What is it?

Why is it done?

  • A paracentesis is performed to remove excess peritoneal fluid and to diagnose what is causing the excess fluid.

How is it performed?

  • Typically you are positioned supine (on your back) on the stretcher. 
  • The provider uses an ultrasound probe to determine the best spot for needle placement on your abdomen. 
  • The skin around the procedure site is cleaned and a local numbing medicine (anesthetic) is injected into the skin.
  • A catheter is placed through the skin and abdominal wall into the peritoneal cavity.
  • Fluid is removed through the catheter using suction or vacuum assistance. 
  • The needle is removed and the area is bandaged.
  • The fluid may be sent to a laboratory for testing (peritoneal fluid analysis). 

What should I expect?

  • You may be asked to hold certain medications in preparation of your procedure. 
  • You may feel a brief, sharp sting when the numbing medicine (anesthetic) is given. When the paracentesis catheter is put into your belly, you may feel a temporary sharp pain or pressure. You may feel dizzy or lightheaded if a large amount of fluid is taken out. Tell your provider if you do not feel well during the test.

» **Listed records**
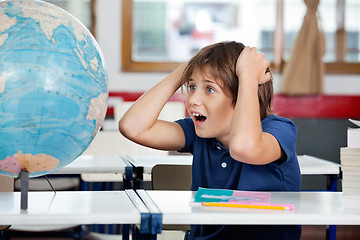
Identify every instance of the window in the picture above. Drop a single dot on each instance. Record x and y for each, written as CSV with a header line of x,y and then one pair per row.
x,y
160,34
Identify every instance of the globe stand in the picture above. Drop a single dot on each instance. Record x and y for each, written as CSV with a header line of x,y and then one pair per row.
x,y
24,179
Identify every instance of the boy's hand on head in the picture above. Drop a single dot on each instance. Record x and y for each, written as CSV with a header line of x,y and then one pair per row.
x,y
252,63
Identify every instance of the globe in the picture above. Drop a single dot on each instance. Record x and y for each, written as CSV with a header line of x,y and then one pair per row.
x,y
53,88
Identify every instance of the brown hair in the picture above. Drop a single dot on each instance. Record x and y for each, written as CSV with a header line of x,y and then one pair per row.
x,y
219,60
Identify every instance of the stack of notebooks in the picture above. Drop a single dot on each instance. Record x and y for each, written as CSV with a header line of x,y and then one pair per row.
x,y
350,162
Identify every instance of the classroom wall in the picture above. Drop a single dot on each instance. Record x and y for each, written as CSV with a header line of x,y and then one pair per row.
x,y
108,29
326,134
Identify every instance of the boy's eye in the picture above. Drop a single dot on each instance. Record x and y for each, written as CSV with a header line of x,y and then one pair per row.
x,y
210,90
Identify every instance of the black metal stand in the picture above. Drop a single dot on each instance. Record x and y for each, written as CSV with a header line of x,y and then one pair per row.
x,y
24,178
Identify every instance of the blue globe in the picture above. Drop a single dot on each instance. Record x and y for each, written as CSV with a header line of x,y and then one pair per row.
x,y
53,88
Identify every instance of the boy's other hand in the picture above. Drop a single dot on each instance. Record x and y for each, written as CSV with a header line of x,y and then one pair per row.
x,y
252,63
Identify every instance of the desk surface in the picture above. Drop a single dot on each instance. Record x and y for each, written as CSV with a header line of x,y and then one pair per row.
x,y
308,165
311,208
95,164
44,208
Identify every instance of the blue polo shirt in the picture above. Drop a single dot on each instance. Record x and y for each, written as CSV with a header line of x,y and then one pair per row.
x,y
213,167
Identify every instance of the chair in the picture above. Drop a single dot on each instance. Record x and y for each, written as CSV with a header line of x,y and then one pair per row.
x,y
172,177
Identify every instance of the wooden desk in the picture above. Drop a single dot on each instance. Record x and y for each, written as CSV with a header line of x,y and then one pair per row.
x,y
100,168
308,166
311,208
75,207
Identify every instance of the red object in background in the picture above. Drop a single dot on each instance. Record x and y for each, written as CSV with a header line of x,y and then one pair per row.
x,y
315,106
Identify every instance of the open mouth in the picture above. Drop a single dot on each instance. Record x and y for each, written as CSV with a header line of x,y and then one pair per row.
x,y
198,117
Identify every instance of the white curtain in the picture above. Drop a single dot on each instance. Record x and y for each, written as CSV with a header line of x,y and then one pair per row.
x,y
303,73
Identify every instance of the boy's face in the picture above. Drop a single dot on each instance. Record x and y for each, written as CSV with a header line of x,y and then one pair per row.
x,y
210,108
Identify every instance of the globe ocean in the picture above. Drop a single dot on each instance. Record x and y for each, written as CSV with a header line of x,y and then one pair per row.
x,y
53,87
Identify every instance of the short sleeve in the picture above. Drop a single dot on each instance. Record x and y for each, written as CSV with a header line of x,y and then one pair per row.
x,y
284,131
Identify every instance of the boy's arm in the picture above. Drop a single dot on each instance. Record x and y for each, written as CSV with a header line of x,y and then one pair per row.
x,y
248,143
140,123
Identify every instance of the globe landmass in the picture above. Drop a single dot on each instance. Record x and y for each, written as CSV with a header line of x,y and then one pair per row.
x,y
53,87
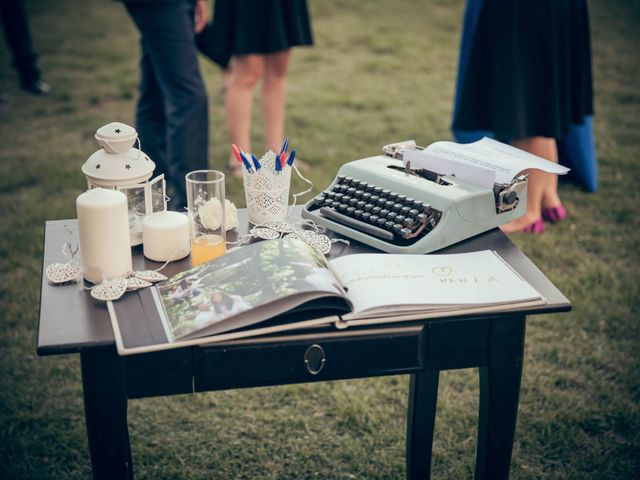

» **Aim of the exercise**
In the paracentesis page, what does the provider use to choose the best spot on the abdomen for the needle?

» **Answer**
An ultrasound probe.